Your instructions
The records that follow are to be repeated exactly, with the pictures removed.

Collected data
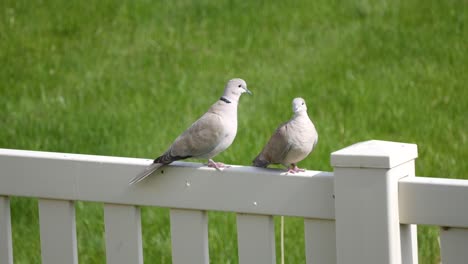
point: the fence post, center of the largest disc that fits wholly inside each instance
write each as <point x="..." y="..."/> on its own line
<point x="366" y="203"/>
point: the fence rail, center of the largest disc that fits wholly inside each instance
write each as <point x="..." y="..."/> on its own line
<point x="363" y="212"/>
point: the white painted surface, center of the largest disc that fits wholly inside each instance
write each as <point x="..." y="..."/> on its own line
<point x="183" y="185"/>
<point x="374" y="204"/>
<point x="409" y="244"/>
<point x="366" y="204"/>
<point x="123" y="234"/>
<point x="189" y="235"/>
<point x="434" y="201"/>
<point x="256" y="239"/>
<point x="58" y="232"/>
<point x="454" y="245"/>
<point x="6" y="248"/>
<point x="374" y="154"/>
<point x="320" y="241"/>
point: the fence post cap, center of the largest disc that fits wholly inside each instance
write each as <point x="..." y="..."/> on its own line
<point x="374" y="154"/>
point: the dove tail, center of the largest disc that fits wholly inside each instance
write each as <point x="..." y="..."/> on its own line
<point x="147" y="172"/>
<point x="260" y="161"/>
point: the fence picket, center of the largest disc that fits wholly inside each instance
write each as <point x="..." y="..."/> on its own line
<point x="256" y="239"/>
<point x="123" y="234"/>
<point x="320" y="241"/>
<point x="58" y="231"/>
<point x="6" y="249"/>
<point x="189" y="235"/>
<point x="454" y="245"/>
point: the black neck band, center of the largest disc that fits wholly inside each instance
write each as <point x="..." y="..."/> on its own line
<point x="224" y="99"/>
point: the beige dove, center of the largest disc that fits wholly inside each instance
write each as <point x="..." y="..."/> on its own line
<point x="292" y="141"/>
<point x="211" y="134"/>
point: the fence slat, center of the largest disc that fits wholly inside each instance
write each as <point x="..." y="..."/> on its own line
<point x="366" y="204"/>
<point x="123" y="234"/>
<point x="58" y="231"/>
<point x="320" y="241"/>
<point x="433" y="201"/>
<point x="189" y="235"/>
<point x="256" y="239"/>
<point x="454" y="245"/>
<point x="179" y="185"/>
<point x="6" y="248"/>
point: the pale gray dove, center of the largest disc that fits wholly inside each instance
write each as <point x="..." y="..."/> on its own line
<point x="208" y="136"/>
<point x="291" y="142"/>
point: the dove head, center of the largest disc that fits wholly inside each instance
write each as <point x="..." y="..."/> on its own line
<point x="299" y="105"/>
<point x="235" y="87"/>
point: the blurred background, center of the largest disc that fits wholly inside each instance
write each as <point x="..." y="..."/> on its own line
<point x="124" y="78"/>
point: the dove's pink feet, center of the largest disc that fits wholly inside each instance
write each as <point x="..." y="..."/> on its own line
<point x="217" y="165"/>
<point x="294" y="169"/>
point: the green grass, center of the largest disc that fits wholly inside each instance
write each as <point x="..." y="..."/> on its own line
<point x="124" y="78"/>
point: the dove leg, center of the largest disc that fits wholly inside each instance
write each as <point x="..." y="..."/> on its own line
<point x="217" y="165"/>
<point x="297" y="169"/>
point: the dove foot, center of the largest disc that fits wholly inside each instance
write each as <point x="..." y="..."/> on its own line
<point x="217" y="165"/>
<point x="295" y="169"/>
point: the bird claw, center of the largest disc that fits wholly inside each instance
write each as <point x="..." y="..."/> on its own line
<point x="217" y="165"/>
<point x="294" y="169"/>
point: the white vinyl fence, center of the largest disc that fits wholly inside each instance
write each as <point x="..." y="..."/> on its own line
<point x="365" y="211"/>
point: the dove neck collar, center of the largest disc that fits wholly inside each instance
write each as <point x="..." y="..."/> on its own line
<point x="224" y="99"/>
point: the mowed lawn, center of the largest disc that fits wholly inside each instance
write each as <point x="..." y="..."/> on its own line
<point x="124" y="78"/>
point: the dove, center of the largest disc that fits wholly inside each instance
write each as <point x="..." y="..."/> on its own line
<point x="211" y="134"/>
<point x="292" y="141"/>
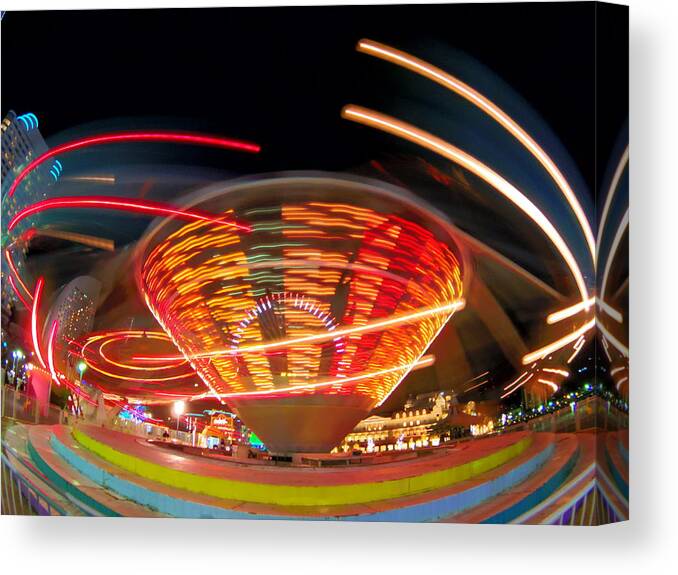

Output
point: the fence post, center of the largest disc that fits wholly inside each instance
write each as <point x="..." y="..."/> on its own line
<point x="366" y="203"/>
point: the fence rail, center of the largest disc that fits wholly inside each instance
write each as <point x="..." y="..."/> on its own line
<point x="363" y="212"/>
point: the white painted surface, center of the largest disc that fits wholly inside each instance
write each as <point x="..." y="..."/> on its own line
<point x="183" y="185"/>
<point x="374" y="204"/>
<point x="409" y="244"/>
<point x="366" y="204"/>
<point x="123" y="234"/>
<point x="189" y="235"/>
<point x="434" y="201"/>
<point x="256" y="239"/>
<point x="58" y="232"/>
<point x="454" y="245"/>
<point x="6" y="248"/>
<point x="374" y="154"/>
<point x="320" y="241"/>
point: the fence post cap, center of the largest disc that fits wholly inside each instance
write each as <point x="..." y="..."/> on its own line
<point x="374" y="154"/>
point: the dove tail, center of the largest disc that fits wholly inside each instance
write each as <point x="..." y="..."/> on its own line
<point x="147" y="172"/>
<point x="260" y="161"/>
point: the fence picket, center of the largest disc that fits wholly inside each instance
write each as <point x="..." y="..."/> on its own line
<point x="256" y="239"/>
<point x="123" y="234"/>
<point x="320" y="241"/>
<point x="58" y="231"/>
<point x="6" y="249"/>
<point x="189" y="235"/>
<point x="454" y="245"/>
point: the black neck band, center of the largest disc that fits wholly inside each instance
write each as <point x="..." y="..."/> on its own line
<point x="224" y="99"/>
point: the beige dove, center of the largest disc that fits wholly inside each instance
write each as <point x="..." y="..."/> on its own line
<point x="292" y="141"/>
<point x="211" y="134"/>
point: the fence slat, center of the largest disc that fits wholly inside each instance
write each as <point x="..." y="..."/> on its own line
<point x="366" y="204"/>
<point x="123" y="234"/>
<point x="58" y="231"/>
<point x="320" y="241"/>
<point x="433" y="201"/>
<point x="189" y="235"/>
<point x="256" y="239"/>
<point x="454" y="245"/>
<point x="179" y="185"/>
<point x="6" y="248"/>
point: the pale gray dove, center of the largest disc that fits wholly inside each instance
write each as <point x="..." y="..."/> on its own line
<point x="208" y="136"/>
<point x="291" y="142"/>
point: the dove head, center of the largest disc that fits wholly inside each instance
write each as <point x="..." y="..."/> on its own line
<point x="299" y="105"/>
<point x="235" y="87"/>
point: the blurred background, center of the largest disc that fits wholly inside each instance
write each as <point x="..." y="..."/> on its own line
<point x="124" y="78"/>
point: the dove's pink feet, center of the largest disc that fits wholly inside each instance
write each as <point x="..." y="..."/> on its own line
<point x="217" y="165"/>
<point x="294" y="169"/>
point: the green grass, center of the largest disc that fits wholly inside each instance
write each as <point x="..." y="..."/> on its own line
<point x="124" y="78"/>
point: the dove leg, center of the largest disc that fits wholly inside each instance
write each as <point x="..." y="..."/> on its own line
<point x="217" y="165"/>
<point x="297" y="169"/>
point: the dove foot, center of the largest disc that fits wholly inside each instance
write each as <point x="..." y="..."/> on its own line
<point x="217" y="165"/>
<point x="295" y="169"/>
point: the bird claw, center of the largest disc that fits wholly inside each instance
write each as <point x="..." y="..."/> on its own line
<point x="217" y="165"/>
<point x="294" y="169"/>
point: the white vinyl fence, center of the largest disc that fits wholly inside each instance
write each as <point x="..." y="..."/> on its own line
<point x="365" y="211"/>
point: the dove neck collar, center of the largest disc that fits wholly inside each instance
write each as <point x="..." y="..."/> on its own line
<point x="224" y="99"/>
point: the mowed lawn, center of the largest disc that fits wholly inside each instance
write each as <point x="..." y="..."/> on its own line
<point x="124" y="78"/>
point: the dove, center of the largest disc that fits wholly inside each instance
write each as <point x="..." y="..."/> on its own line
<point x="211" y="134"/>
<point x="292" y="141"/>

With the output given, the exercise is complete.